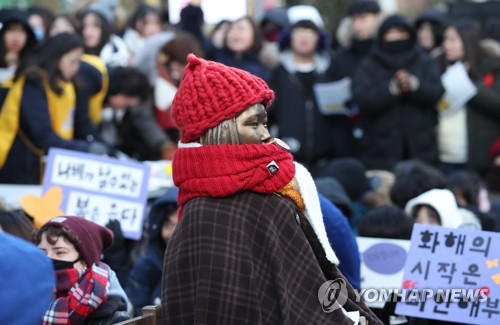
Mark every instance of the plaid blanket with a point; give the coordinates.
(78, 294)
(246, 259)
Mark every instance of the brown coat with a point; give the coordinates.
(245, 259)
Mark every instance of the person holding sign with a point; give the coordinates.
(250, 246)
(466, 133)
(39, 111)
(397, 88)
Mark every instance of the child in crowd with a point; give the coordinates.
(87, 290)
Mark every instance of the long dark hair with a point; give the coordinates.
(257, 35)
(106, 31)
(46, 58)
(470, 33)
(17, 223)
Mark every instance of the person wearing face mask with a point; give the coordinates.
(250, 245)
(397, 88)
(465, 136)
(242, 45)
(86, 289)
(17, 41)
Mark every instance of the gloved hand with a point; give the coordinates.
(115, 227)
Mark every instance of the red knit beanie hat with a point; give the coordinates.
(93, 239)
(211, 92)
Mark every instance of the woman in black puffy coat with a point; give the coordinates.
(397, 88)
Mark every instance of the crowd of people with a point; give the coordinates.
(387, 157)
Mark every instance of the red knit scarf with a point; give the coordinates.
(222, 170)
(78, 294)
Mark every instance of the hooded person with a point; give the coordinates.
(251, 223)
(316, 133)
(87, 290)
(397, 88)
(144, 282)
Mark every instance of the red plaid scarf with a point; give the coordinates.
(222, 170)
(78, 294)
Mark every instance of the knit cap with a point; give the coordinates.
(211, 92)
(93, 239)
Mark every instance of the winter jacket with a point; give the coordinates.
(295, 113)
(483, 116)
(397, 127)
(144, 283)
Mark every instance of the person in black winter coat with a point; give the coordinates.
(430, 31)
(144, 283)
(397, 88)
(314, 137)
(365, 17)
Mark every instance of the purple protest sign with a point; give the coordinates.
(99, 188)
(457, 274)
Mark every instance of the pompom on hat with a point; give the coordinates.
(211, 93)
(93, 238)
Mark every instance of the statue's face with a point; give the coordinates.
(251, 125)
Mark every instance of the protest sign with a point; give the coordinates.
(99, 188)
(459, 89)
(460, 268)
(333, 96)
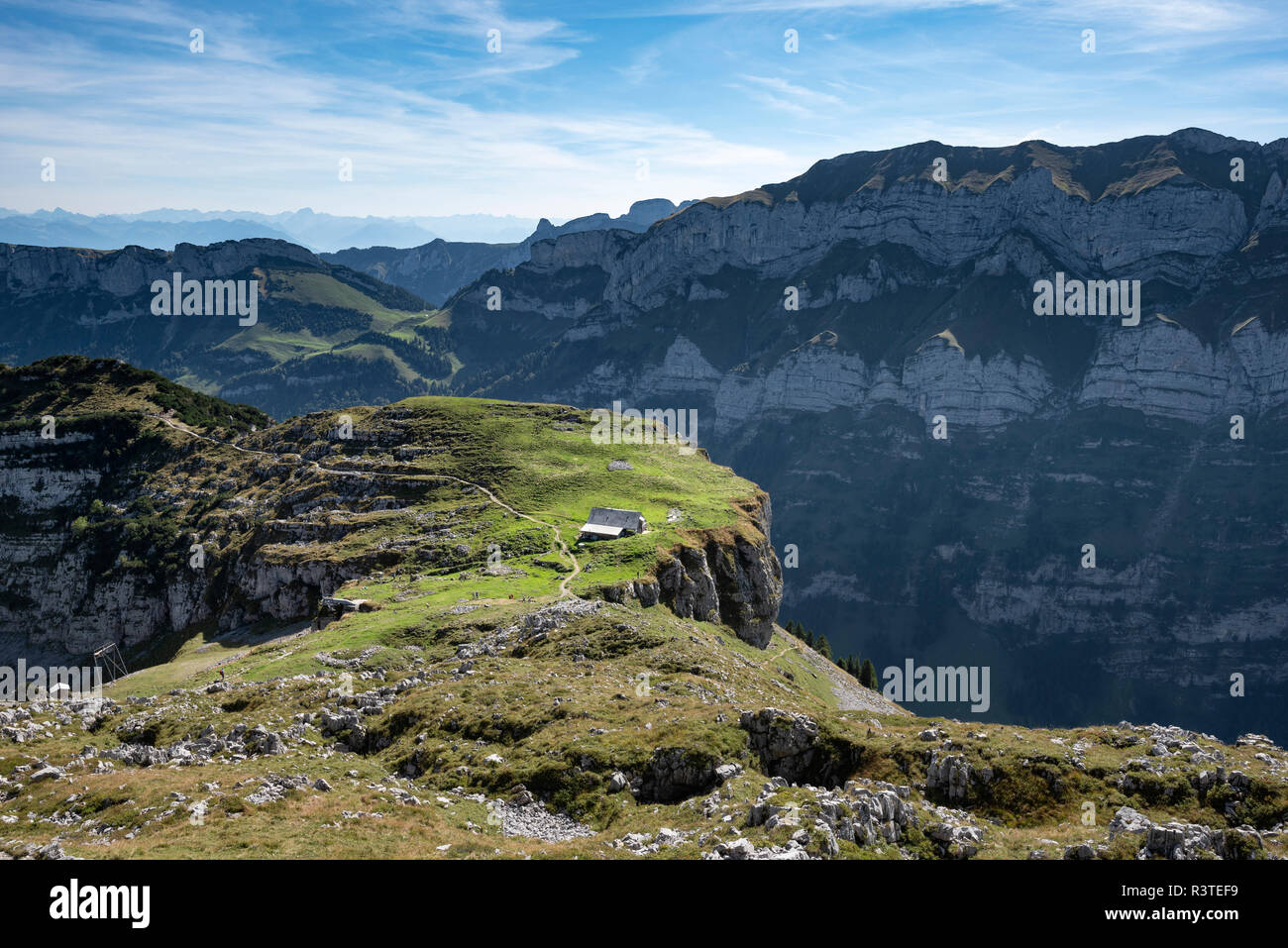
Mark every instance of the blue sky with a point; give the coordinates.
(588, 106)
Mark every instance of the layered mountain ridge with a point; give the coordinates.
(913, 283)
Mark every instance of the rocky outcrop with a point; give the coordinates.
(793, 746)
(735, 581)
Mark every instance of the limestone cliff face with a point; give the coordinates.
(735, 581)
(67, 599)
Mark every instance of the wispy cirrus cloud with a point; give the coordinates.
(561, 121)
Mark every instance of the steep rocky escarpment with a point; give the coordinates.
(153, 509)
(735, 579)
(914, 312)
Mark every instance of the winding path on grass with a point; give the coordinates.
(340, 472)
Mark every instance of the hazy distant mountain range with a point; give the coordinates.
(165, 228)
(863, 342)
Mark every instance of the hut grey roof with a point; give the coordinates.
(612, 517)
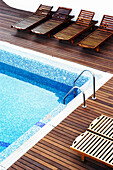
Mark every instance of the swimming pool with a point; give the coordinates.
(44, 75)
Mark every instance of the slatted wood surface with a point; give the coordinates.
(94, 39)
(100, 35)
(103, 126)
(94, 146)
(53, 152)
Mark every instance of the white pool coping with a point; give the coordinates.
(5, 164)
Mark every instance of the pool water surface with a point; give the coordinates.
(32, 88)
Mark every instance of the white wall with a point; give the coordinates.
(100, 7)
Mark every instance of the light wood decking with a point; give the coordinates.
(53, 151)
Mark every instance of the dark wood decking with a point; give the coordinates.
(53, 152)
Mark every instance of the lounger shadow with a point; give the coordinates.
(42, 13)
(83, 23)
(96, 38)
(60, 17)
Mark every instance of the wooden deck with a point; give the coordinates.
(53, 151)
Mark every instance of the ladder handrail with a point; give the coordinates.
(93, 82)
(71, 91)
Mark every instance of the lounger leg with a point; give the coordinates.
(97, 49)
(82, 158)
(72, 41)
(49, 35)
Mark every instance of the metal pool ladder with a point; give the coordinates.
(76, 87)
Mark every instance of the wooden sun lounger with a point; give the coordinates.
(97, 142)
(95, 39)
(83, 23)
(60, 17)
(42, 13)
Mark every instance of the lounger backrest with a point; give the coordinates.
(107, 23)
(61, 13)
(85, 17)
(43, 10)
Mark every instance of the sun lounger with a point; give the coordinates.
(60, 17)
(97, 142)
(95, 39)
(42, 13)
(83, 23)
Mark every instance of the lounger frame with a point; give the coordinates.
(83, 23)
(42, 14)
(97, 142)
(60, 17)
(100, 35)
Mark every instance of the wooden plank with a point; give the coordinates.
(60, 138)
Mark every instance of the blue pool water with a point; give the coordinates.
(28, 96)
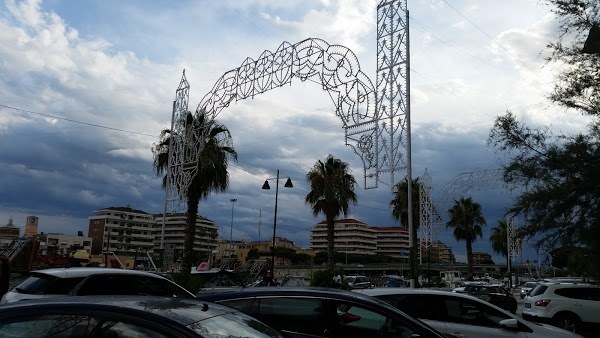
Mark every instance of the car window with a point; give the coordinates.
(244, 305)
(578, 293)
(466, 311)
(301, 315)
(417, 306)
(233, 325)
(41, 284)
(45, 326)
(118, 329)
(353, 320)
(130, 285)
(538, 290)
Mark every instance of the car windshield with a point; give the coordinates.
(233, 325)
(42, 284)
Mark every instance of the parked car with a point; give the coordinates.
(572, 306)
(462, 315)
(526, 288)
(358, 282)
(322, 312)
(83, 281)
(126, 316)
(493, 293)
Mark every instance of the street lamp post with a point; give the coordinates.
(233, 200)
(288, 184)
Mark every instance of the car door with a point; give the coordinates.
(354, 320)
(470, 319)
(296, 317)
(428, 308)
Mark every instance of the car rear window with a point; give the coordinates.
(42, 284)
(538, 290)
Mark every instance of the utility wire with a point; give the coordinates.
(76, 121)
(494, 40)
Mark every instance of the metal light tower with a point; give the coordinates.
(233, 200)
(393, 101)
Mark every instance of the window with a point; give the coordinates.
(45, 326)
(579, 293)
(354, 320)
(302, 315)
(418, 306)
(117, 329)
(42, 284)
(130, 285)
(465, 311)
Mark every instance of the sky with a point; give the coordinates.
(87, 86)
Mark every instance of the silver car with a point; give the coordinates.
(462, 315)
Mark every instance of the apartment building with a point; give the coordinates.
(350, 236)
(174, 234)
(392, 241)
(61, 244)
(122, 230)
(9, 231)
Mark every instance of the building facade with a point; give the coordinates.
(31, 227)
(122, 230)
(350, 236)
(9, 230)
(60, 244)
(174, 234)
(392, 241)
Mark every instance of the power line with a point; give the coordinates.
(494, 40)
(76, 121)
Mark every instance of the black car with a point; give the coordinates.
(495, 294)
(321, 312)
(126, 316)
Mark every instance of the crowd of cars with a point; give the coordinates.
(129, 303)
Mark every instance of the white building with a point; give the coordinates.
(61, 244)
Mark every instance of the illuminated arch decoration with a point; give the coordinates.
(376, 120)
(335, 68)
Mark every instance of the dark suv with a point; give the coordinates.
(320, 312)
(495, 294)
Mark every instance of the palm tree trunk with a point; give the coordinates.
(469, 259)
(190, 234)
(330, 243)
(413, 254)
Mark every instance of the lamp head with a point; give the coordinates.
(288, 183)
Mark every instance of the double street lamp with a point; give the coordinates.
(288, 184)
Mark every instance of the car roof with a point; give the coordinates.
(291, 291)
(182, 310)
(84, 272)
(409, 291)
(308, 292)
(276, 291)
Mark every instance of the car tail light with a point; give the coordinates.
(542, 302)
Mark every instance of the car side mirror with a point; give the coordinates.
(510, 323)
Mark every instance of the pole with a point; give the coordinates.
(275, 224)
(411, 229)
(233, 200)
(429, 265)
(508, 253)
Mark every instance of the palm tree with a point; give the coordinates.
(399, 206)
(499, 240)
(332, 189)
(466, 219)
(211, 170)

--

▶ **Short problem**: Quote the full listing above word for word; exclude every picture from the copy.

▶ **Result**:
Mark every instance of the plaid blanket with a point; give the coordinates.
(78, 294)
(246, 259)
Mark every instance of the brown coat with a point; give the coordinates.
(245, 259)
Mark every instance of the person holding sign with a point; give the coordinates.
(250, 246)
(466, 133)
(39, 111)
(397, 88)
Mark every instance of the child in crowd with a point; give the coordinates.
(87, 290)
Mark every instance of the long dark hair with a point; give the coordinates.
(257, 35)
(106, 31)
(46, 58)
(470, 33)
(17, 223)
Mark every instance of the person wearing face mask with a point; give the coordinates.
(250, 245)
(397, 88)
(465, 136)
(242, 45)
(86, 289)
(17, 41)
Mark every instance of the gloved hand with a point; give the coordinates.
(115, 227)
Mark every instance of the red knit beanie hat with a point; give the coordinates.
(93, 239)
(211, 92)
Mark every instance of the woman in black puffy coat with a point; give the coordinates.
(397, 88)
Mark every instance of the crowd of people with a point; give the coordinates.
(387, 157)
Mark every instance of the red knit scarf with a point; give the coordinates.
(222, 170)
(78, 294)
Mark every instance of the hooded person with a point; give the coordinates.
(251, 223)
(316, 133)
(87, 290)
(397, 88)
(144, 282)
Mark every instance of the red plaid scarf with a point; give the coordinates.
(222, 170)
(78, 294)
Mark every instance of the knit cap with a point; give the coordinates.
(211, 92)
(93, 239)
Mark every instance of the winter jacket with a point; give the coordinates.
(295, 113)
(483, 116)
(397, 127)
(144, 283)
Mark every instance of the person in black winter coat with a point; give the coordinates.
(430, 31)
(144, 283)
(397, 88)
(314, 137)
(365, 17)
Mark every instance of the purple protest sign with a point; give the coordinates.
(99, 188)
(457, 274)
Mark every instance of the pompom on hat with a point; give the coordinates.
(211, 93)
(93, 238)
Mark every instance of the statue's face with a point; give the coordinates.
(251, 125)
Mark every instance of the protest sign with a point; give the coordinates.
(99, 188)
(459, 89)
(460, 268)
(333, 96)
Mark every instance of the blue sky with a point; give the coordinates.
(588, 106)
Mark every instance of the layered mountain ridge with a point; give the coordinates.
(913, 283)
Mark every instance of the rocky outcrop with a point; give the coordinates.
(793, 746)
(735, 581)
Mark every instance of the limestone cliff face with a point; give the coordinates.
(735, 581)
(67, 599)
Mark every instance of the wispy cirrus cloud with a point; give the coordinates.
(561, 121)
Mark every instance of the steep rocky escarpment with a point; give the coordinates.
(153, 509)
(735, 579)
(914, 312)
Mark every instance of the winding path on grass with a point; give the coordinates.
(340, 472)
Mark every instance of the hazy distant mountain range with a point; give the coordinates.
(165, 228)
(863, 342)
Mark every instance of the hut grey roof with a point; give the coordinates.
(612, 517)
Mark every instance of the swimming pool with a point; give the coordinates.
(44, 75)
Mark every instance of the slatted wood surface with a point; give the coordinates.
(94, 39)
(100, 35)
(103, 126)
(94, 146)
(53, 152)
Mark every instance of the white pool coping with a point; give the coordinates.
(5, 164)
Mark every instance of the pool water surface with a point; give the coordinates.
(32, 88)
Mark every instance of the white wall with a point; give the coordinates.
(100, 7)
Mark every instance of the light wood decking with a point; give the coordinates.
(53, 151)
Mark every instance of the dark wood decking with a point; give the coordinates.
(53, 152)
Mark every instance of the lounger shadow with a point; give the coordinates.
(42, 13)
(83, 23)
(96, 38)
(60, 17)
Mark every instance of the wooden deck with a point; give the coordinates.
(53, 151)
Mark every instance of the ladder handrail with a point; give the coordinates.
(93, 82)
(71, 91)
Mark every instance of the lounger leg with a point; give the coordinates.
(97, 49)
(82, 158)
(72, 41)
(49, 35)
Mark every instance of the metal pool ladder with a point; give the coordinates.
(76, 87)
Mark every instance of the wooden sun lounger with a point; give the coordinates.
(97, 142)
(95, 39)
(83, 23)
(60, 17)
(42, 13)
Mark every instance of the lounger backrest with a point; give the coordinates.
(107, 23)
(61, 13)
(85, 17)
(43, 10)
Mark every instance of the sun lounger with a point; give the coordinates.
(60, 17)
(97, 142)
(95, 39)
(42, 13)
(83, 23)
Mark every instance of the lounger frame with a point; give the coordinates.
(83, 23)
(42, 14)
(97, 142)
(60, 17)
(100, 35)
Mark every instance of the wooden plank with a point; give the coordinates.
(60, 138)
Mark every instance of the blue pool water with a point; give the coordinates.
(28, 96)
Mark every instance of the car window with a point; give the coordinates.
(244, 305)
(578, 293)
(466, 311)
(301, 315)
(417, 306)
(233, 325)
(41, 284)
(45, 326)
(118, 329)
(353, 320)
(130, 285)
(538, 290)
Mark every instance of the car windshield with a point; give the coordinates.
(233, 325)
(42, 284)
Mark every instance of the parked car with a point; give the coordinates.
(572, 306)
(462, 315)
(526, 288)
(358, 282)
(322, 312)
(83, 281)
(126, 316)
(493, 293)
Mark every instance of the street lamp post with a point; give the coordinates.
(233, 200)
(288, 184)
Mark every instance of the car door with a point; give the coordinates.
(354, 320)
(470, 319)
(296, 317)
(428, 308)
Mark every instance of the car rear window with a point; give the coordinates.
(42, 284)
(538, 290)
Mark every instance of the utility wire with a point; give the coordinates.
(76, 121)
(494, 40)
Mark every instance of the metal light tower with a point; give the coordinates.
(233, 200)
(393, 101)
Mark every instance of the window with a point; give the coordinates.
(45, 326)
(579, 293)
(354, 320)
(302, 315)
(418, 306)
(117, 329)
(42, 284)
(130, 285)
(465, 311)
Mark every instance of the sky with a point; give the coordinates.
(87, 86)
Mark every instance of the silver car with a point; give the coordinates.
(462, 315)
Mark every instance of the apartment building with a point; give the coordinates.
(350, 236)
(174, 234)
(392, 241)
(61, 244)
(122, 230)
(9, 231)
Mark every instance of the building facade with a point; give the coordinates.
(31, 227)
(122, 230)
(350, 236)
(9, 230)
(60, 244)
(174, 234)
(392, 241)
Mark every instance of the power line with a point; give the coordinates.
(494, 40)
(76, 121)
Mark every instance of the black car with a point; give the coordinates.
(495, 294)
(321, 312)
(126, 316)
Mark every instance of the crowd of cars with a point; give the coordinates.
(129, 303)
Mark every instance of the white building with a point; give the coordinates.
(61, 244)
Mark every instance of the illuminated arch decoration with a point; give the coordinates.
(376, 120)
(335, 68)
Mark every instance of the dark suv with a point; give the coordinates.
(320, 312)
(495, 294)
Mark every instance of the palm tree trunk with a point; give the coordinates.
(469, 259)
(190, 234)
(330, 243)
(413, 254)
Mark every instance of the lamp head with a point; give the coordinates.
(288, 183)
Mark every instance of the double street lamp with a point; give the coordinates.
(288, 184)
Mark every instance of the car roof with a point; give the coordinates.
(291, 291)
(182, 310)
(84, 272)
(409, 291)
(308, 292)
(276, 291)
Mark every instance of the car tail light with a point; give the coordinates.
(542, 302)
Mark every instance of the car side mirror with a point; give the coordinates.
(510, 323)
Mark every instance of the pole with a point; give the coordinates.
(275, 224)
(411, 229)
(233, 200)
(429, 265)
(508, 253)
Mark every instance of the palm tree with a point; give the coordinates.
(399, 206)
(499, 240)
(332, 189)
(466, 219)
(211, 170)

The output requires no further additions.